→ **WRITTEN INSTRUCTION**:
State how many lines in the records below contain the word "white". Give only the number.

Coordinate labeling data
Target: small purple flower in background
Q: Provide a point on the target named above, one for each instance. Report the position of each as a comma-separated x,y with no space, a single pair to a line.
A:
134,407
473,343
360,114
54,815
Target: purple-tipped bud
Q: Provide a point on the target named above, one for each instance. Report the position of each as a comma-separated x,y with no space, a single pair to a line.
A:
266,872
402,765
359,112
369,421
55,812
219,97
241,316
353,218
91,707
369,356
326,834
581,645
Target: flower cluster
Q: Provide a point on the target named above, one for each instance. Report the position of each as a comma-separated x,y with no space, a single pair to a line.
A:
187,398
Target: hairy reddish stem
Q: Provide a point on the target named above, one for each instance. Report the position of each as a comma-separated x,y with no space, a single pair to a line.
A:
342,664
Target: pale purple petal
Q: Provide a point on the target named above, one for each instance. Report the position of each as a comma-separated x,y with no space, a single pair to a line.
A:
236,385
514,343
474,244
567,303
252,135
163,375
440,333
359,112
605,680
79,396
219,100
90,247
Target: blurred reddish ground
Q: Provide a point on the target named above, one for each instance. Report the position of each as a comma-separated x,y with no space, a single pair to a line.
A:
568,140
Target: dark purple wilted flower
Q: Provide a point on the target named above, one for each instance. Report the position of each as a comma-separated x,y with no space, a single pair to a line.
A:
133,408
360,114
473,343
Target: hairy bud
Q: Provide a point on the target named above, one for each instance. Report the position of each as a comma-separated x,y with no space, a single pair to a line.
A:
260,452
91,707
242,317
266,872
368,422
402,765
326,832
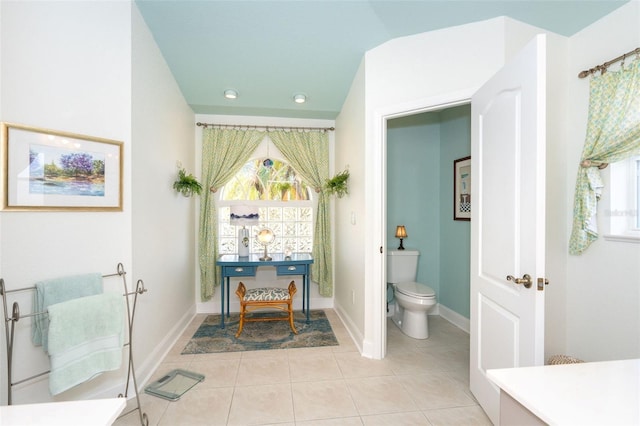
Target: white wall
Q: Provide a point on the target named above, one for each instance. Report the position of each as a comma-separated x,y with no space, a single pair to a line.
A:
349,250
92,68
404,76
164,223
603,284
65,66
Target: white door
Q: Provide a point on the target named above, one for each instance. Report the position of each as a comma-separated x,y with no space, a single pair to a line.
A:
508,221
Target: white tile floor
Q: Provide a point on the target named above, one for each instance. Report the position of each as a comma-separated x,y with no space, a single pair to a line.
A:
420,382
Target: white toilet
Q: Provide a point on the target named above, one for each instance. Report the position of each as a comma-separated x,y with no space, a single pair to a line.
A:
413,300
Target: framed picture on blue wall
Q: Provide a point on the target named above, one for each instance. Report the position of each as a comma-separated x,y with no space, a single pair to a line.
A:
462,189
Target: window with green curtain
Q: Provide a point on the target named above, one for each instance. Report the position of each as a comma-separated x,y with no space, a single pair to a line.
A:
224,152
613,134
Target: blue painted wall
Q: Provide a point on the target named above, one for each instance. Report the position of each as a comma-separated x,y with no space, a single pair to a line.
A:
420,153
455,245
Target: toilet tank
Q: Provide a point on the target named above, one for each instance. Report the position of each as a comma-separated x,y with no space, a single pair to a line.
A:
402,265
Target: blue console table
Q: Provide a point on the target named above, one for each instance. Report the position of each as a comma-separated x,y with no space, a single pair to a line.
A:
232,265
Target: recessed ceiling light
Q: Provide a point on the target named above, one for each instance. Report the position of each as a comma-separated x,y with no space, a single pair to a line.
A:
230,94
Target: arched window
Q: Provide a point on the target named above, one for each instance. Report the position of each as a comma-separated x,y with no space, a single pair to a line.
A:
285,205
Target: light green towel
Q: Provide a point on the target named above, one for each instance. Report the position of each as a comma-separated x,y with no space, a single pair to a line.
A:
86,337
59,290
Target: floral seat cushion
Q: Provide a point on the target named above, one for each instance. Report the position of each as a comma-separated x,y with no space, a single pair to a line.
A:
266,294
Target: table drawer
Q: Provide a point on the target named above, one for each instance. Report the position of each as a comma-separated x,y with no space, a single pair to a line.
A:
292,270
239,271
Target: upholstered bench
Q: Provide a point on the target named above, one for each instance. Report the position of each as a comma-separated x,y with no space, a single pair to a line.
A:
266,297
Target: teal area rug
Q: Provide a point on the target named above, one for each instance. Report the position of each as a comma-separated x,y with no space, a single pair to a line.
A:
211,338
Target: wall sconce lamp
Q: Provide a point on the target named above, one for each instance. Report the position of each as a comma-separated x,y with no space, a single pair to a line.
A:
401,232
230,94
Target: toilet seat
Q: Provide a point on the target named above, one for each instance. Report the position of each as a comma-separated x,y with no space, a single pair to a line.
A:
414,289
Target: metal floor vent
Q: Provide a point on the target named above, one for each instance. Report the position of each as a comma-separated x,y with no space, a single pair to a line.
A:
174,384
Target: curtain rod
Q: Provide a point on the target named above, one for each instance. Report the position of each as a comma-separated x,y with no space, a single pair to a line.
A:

...

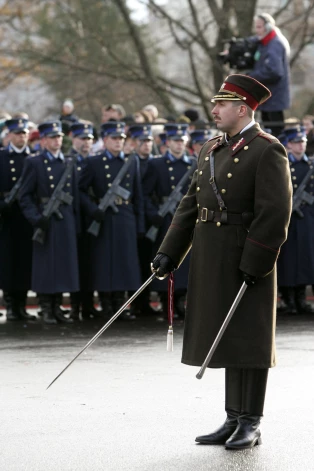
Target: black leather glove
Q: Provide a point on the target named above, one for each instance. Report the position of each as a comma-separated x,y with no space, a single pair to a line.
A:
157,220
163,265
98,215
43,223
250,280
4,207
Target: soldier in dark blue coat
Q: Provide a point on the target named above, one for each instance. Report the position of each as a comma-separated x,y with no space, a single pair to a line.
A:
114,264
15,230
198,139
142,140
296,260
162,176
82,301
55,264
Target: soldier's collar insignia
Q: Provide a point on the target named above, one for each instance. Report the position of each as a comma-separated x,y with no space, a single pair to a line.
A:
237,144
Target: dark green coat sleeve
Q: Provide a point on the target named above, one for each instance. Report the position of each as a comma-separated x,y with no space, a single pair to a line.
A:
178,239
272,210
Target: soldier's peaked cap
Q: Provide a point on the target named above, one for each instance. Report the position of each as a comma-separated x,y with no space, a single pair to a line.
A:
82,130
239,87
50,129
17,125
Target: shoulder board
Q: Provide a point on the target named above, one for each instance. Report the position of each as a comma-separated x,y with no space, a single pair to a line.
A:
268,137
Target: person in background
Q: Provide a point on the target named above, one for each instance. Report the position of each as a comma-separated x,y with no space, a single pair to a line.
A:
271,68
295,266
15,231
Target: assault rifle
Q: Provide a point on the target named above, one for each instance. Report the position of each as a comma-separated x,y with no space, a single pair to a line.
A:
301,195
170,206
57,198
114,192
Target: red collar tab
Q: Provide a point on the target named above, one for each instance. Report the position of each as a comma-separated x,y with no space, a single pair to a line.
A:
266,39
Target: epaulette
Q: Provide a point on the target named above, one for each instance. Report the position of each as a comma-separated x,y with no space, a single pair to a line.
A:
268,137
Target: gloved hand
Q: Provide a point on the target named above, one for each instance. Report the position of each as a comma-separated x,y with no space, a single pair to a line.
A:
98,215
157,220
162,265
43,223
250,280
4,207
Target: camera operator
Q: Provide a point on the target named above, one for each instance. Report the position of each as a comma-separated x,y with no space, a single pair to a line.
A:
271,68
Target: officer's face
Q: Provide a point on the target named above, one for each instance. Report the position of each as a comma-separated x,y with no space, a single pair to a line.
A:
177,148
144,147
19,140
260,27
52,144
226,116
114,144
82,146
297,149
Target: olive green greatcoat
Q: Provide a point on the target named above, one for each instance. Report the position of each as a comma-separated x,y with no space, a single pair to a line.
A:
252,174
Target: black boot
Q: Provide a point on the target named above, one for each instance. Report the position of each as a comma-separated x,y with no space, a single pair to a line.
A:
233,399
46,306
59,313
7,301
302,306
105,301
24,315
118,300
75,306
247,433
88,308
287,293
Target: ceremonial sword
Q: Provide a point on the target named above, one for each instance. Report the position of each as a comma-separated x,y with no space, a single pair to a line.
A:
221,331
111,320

→ **RESPONSE FOR THIS EXERCISE**:
4